● Data for this task:
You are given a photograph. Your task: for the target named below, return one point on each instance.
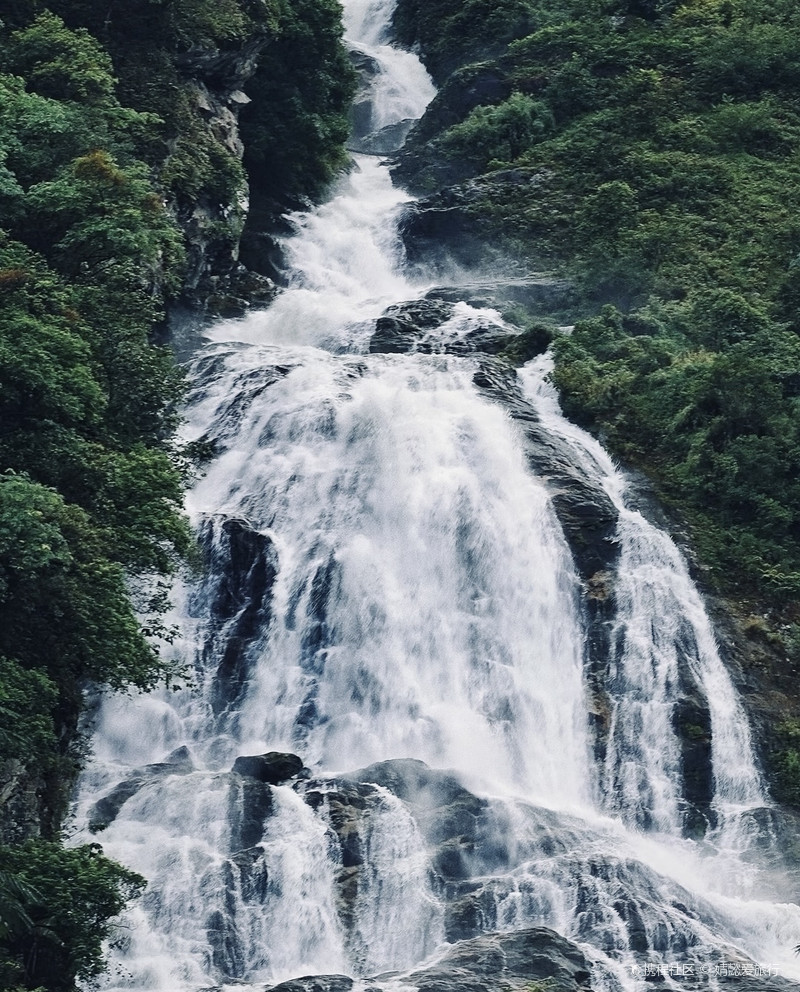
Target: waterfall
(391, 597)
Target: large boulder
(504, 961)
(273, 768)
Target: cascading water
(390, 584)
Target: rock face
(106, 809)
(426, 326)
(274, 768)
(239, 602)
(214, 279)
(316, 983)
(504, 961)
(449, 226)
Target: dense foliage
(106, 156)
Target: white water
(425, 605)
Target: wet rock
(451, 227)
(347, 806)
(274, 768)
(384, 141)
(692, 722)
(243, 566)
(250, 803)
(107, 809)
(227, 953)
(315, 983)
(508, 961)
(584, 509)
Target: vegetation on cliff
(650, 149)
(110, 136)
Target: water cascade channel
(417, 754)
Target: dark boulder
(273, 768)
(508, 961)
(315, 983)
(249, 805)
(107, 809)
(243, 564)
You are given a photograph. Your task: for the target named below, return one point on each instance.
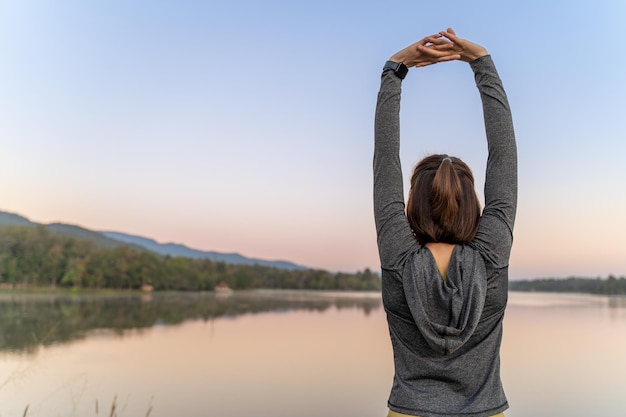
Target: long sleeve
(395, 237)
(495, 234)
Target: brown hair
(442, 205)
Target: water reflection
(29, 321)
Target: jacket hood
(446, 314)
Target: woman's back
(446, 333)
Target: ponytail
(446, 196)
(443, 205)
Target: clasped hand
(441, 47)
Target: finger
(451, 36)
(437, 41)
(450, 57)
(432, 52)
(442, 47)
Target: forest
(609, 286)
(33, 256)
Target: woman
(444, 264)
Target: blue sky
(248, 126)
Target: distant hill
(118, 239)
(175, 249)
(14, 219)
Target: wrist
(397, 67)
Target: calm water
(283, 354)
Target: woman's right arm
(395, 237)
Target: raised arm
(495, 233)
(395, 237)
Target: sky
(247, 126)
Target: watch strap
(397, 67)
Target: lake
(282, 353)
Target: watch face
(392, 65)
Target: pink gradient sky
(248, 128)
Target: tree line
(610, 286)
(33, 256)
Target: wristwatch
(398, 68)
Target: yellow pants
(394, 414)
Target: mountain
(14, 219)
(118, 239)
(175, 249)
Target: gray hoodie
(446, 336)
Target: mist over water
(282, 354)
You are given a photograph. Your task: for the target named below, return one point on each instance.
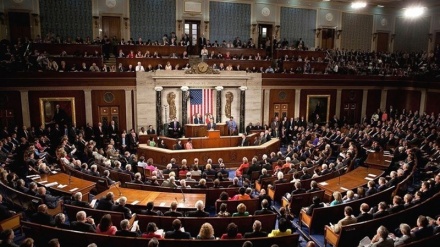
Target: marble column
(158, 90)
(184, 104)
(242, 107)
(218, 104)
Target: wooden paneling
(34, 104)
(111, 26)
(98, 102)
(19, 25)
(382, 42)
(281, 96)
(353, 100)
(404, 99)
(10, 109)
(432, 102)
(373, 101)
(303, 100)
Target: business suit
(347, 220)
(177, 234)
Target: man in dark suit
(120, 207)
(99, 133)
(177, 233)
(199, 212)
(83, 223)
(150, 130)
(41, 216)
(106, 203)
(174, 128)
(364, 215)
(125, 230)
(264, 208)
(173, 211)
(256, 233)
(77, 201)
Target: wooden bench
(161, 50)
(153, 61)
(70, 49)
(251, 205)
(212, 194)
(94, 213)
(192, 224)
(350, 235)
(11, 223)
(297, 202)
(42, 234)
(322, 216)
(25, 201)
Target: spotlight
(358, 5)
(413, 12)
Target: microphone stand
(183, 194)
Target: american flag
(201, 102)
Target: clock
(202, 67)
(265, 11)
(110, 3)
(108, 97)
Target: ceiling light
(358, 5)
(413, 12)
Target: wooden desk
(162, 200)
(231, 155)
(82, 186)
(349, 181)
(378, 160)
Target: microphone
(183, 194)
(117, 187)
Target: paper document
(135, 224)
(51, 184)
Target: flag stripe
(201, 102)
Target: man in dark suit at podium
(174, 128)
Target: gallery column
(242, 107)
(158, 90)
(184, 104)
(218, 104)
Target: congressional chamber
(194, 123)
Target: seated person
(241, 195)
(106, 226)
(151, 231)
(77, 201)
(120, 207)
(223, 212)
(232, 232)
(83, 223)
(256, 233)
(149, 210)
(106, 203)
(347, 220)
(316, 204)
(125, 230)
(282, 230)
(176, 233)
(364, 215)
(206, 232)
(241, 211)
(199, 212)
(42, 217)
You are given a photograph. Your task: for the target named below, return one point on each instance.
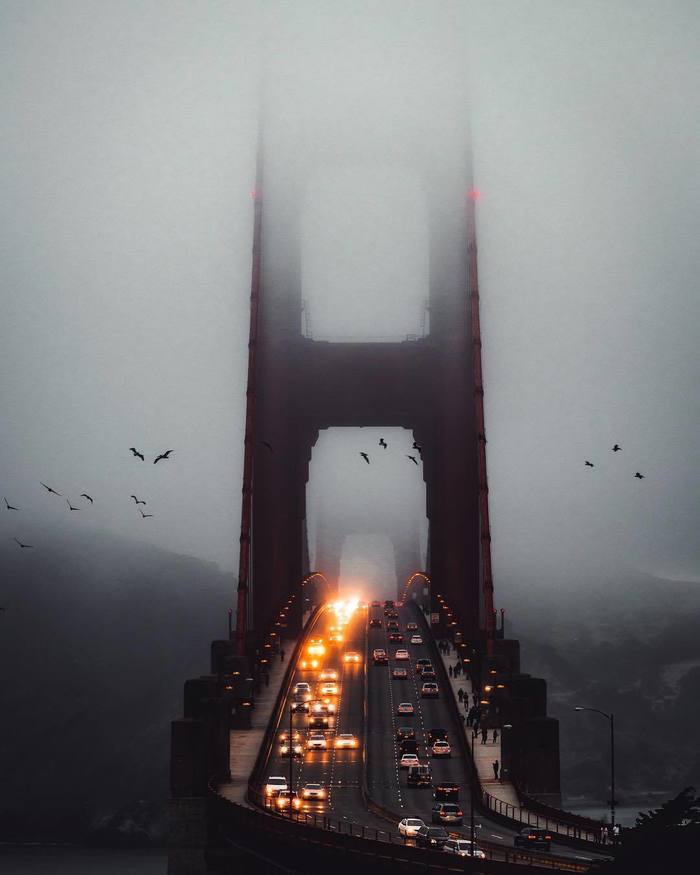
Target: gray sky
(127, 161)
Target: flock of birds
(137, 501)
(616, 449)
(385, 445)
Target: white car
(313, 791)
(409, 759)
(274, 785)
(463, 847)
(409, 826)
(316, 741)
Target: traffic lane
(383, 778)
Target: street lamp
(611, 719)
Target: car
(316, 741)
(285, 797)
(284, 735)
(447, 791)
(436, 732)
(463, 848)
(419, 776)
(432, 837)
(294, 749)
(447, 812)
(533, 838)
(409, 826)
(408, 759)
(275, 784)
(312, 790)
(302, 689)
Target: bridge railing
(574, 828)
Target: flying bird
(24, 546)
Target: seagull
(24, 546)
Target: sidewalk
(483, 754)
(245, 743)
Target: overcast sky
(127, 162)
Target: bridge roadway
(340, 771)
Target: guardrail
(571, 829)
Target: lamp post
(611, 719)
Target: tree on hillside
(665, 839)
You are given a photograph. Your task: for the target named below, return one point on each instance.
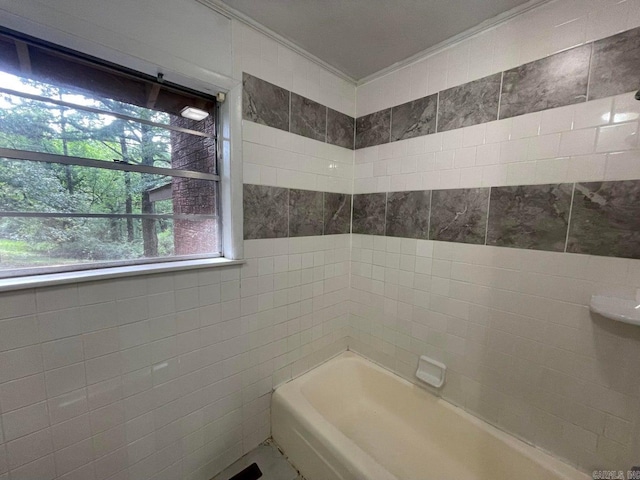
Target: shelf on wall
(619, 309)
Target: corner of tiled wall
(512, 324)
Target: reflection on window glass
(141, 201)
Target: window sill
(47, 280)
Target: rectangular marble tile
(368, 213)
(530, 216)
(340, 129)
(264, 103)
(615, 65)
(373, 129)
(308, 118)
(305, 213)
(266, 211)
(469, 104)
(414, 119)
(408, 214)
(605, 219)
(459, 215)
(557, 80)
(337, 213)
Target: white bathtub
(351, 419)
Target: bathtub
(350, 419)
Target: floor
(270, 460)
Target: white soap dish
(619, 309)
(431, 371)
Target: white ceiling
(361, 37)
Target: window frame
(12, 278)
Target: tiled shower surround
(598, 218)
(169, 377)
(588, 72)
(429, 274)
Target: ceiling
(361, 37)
==
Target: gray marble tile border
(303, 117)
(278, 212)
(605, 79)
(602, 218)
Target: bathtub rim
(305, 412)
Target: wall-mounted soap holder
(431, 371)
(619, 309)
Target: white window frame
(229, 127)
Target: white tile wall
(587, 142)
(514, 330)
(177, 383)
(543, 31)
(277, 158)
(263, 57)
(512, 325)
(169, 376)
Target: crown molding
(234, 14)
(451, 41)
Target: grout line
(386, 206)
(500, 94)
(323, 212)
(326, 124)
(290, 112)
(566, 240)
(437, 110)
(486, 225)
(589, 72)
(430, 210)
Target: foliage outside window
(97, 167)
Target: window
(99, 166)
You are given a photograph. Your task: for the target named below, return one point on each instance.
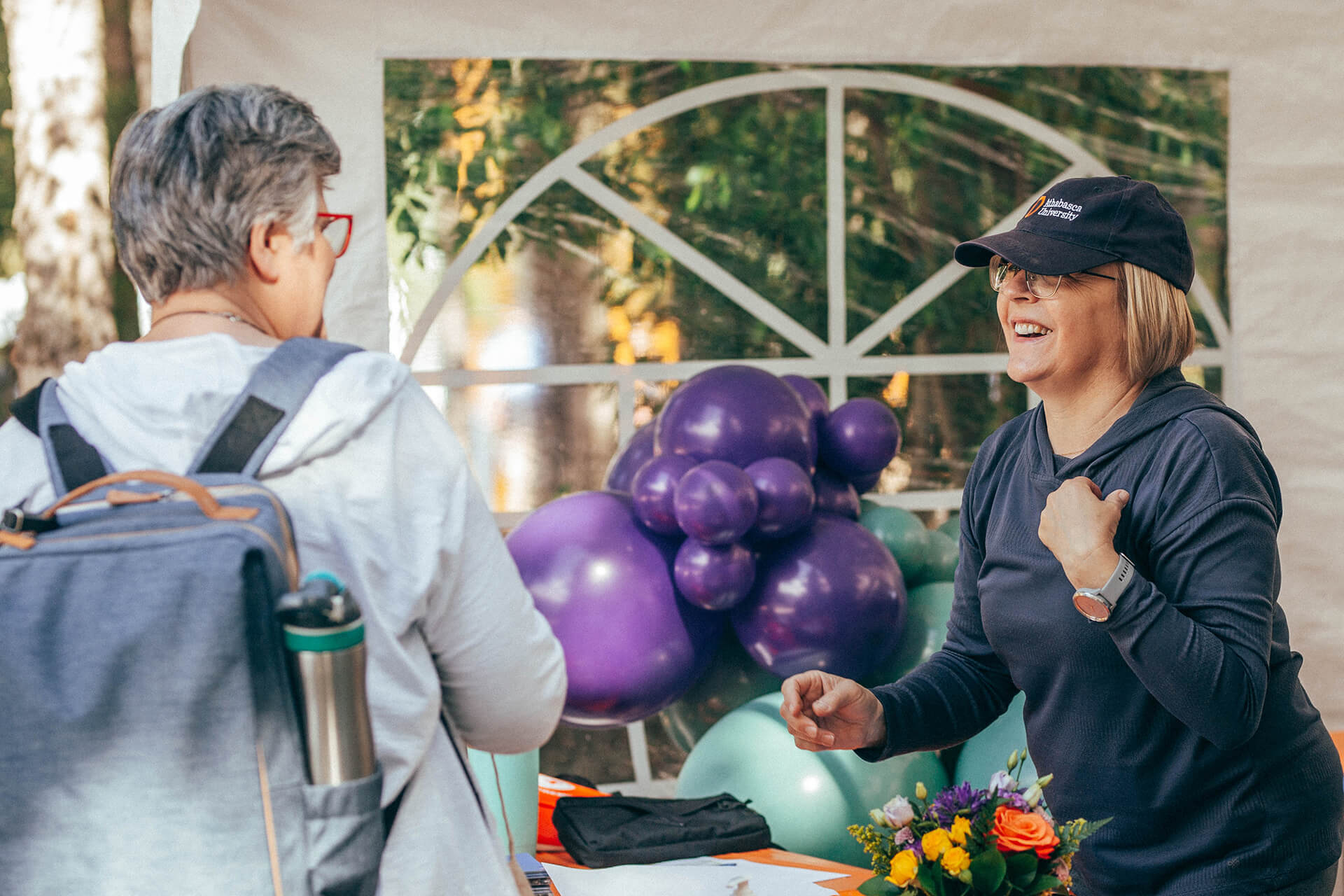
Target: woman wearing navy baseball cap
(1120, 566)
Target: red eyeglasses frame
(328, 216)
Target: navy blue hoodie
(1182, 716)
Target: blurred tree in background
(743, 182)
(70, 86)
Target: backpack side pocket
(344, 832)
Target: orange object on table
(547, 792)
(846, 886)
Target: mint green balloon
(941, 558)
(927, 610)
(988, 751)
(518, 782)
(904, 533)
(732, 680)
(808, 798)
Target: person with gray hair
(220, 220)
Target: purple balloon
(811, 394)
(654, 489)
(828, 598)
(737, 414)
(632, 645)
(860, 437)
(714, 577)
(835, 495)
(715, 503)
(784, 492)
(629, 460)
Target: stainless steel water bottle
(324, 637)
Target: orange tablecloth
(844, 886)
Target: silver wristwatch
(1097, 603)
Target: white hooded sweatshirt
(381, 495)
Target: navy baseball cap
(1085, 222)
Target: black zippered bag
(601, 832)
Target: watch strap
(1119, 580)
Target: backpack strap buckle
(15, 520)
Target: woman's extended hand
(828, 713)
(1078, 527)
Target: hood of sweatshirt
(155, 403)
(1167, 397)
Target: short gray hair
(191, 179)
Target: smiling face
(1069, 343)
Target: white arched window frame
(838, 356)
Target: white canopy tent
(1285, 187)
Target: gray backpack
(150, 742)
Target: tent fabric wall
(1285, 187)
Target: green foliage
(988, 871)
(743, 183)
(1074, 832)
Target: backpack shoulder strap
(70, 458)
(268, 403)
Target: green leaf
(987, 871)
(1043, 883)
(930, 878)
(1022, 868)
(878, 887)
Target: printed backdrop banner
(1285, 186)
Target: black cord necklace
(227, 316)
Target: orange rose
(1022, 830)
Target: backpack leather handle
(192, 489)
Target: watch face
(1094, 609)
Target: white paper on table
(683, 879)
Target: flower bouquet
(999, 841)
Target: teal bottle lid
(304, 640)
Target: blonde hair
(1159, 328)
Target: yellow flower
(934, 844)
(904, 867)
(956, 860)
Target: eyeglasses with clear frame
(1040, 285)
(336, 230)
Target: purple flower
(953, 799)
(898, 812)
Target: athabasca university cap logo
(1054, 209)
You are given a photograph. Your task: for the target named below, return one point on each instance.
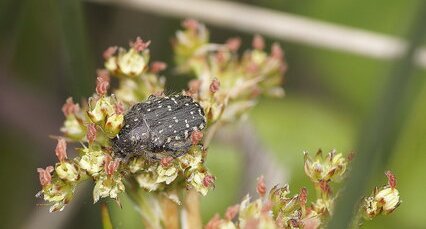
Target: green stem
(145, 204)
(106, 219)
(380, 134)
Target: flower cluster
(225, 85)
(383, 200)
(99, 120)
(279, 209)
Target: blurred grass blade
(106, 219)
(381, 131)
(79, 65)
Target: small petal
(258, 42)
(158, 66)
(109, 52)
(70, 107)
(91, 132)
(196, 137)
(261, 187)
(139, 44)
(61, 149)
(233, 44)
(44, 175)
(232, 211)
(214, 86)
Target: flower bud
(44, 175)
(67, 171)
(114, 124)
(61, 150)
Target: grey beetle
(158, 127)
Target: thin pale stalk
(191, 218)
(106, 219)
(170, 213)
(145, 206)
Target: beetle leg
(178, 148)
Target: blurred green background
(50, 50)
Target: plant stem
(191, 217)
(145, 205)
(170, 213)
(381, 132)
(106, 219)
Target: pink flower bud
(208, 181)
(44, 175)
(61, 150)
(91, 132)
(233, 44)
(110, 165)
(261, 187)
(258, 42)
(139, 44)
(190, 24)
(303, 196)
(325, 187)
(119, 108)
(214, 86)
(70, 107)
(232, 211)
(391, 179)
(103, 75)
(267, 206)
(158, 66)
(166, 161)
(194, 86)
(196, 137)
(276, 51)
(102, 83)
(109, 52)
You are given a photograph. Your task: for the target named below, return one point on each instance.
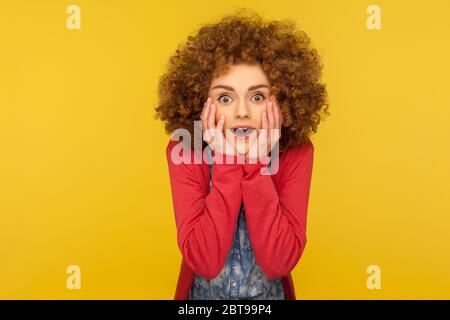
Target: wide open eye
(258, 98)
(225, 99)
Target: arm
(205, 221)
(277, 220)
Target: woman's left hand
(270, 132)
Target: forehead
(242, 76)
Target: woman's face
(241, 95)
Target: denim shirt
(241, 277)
---
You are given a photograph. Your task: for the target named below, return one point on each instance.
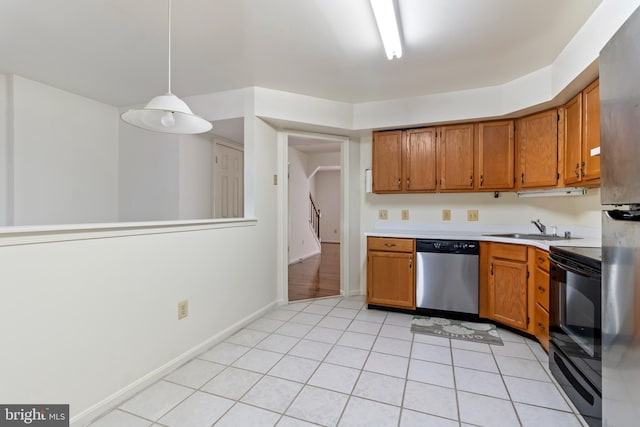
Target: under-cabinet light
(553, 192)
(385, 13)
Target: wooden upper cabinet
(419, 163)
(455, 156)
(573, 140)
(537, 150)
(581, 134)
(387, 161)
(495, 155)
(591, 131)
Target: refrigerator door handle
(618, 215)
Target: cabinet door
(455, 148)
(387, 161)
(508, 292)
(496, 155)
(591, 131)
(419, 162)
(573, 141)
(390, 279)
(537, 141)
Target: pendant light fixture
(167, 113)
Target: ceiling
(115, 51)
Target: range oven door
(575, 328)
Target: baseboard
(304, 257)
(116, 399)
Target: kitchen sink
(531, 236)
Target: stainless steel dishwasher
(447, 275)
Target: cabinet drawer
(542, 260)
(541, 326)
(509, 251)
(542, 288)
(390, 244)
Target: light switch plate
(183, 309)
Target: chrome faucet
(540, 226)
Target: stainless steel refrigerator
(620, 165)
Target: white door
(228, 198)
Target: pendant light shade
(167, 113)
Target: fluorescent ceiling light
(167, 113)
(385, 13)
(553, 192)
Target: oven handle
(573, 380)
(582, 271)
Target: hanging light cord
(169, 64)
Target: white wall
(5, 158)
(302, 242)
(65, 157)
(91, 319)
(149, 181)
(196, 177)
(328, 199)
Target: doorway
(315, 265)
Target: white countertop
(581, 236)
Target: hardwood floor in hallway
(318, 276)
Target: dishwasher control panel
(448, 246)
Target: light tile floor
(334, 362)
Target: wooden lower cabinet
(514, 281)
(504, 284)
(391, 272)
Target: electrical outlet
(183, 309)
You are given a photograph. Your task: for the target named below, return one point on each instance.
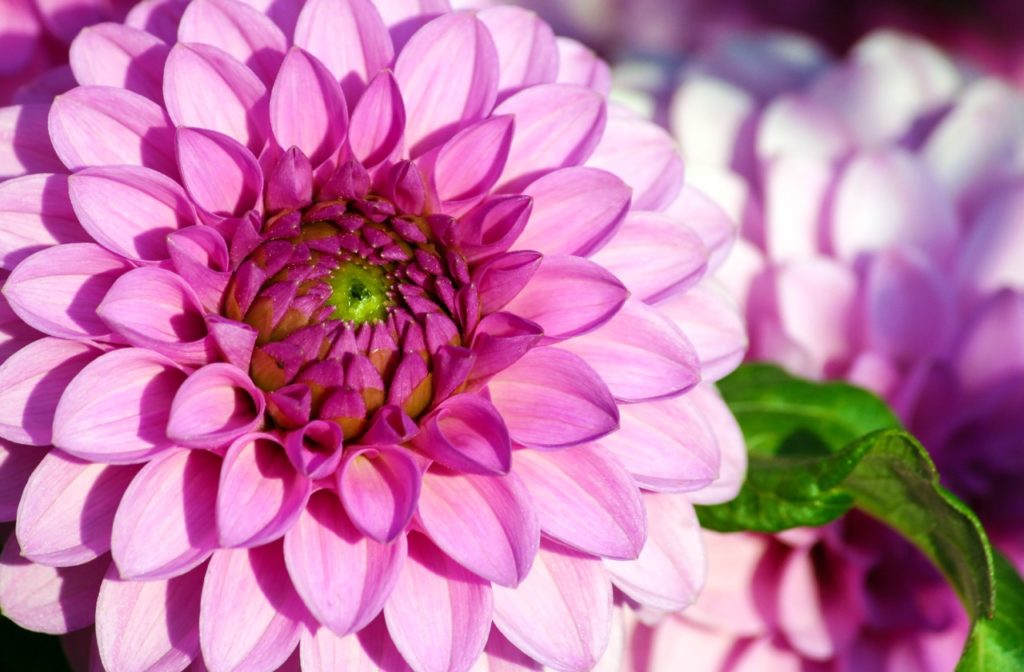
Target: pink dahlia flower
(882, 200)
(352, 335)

● Written request: Please find every line in the records above that contains the word "lamp" with matching case, and copy each of those lines.

● Result of this exercise:
Target: street lamp
Target: lamp post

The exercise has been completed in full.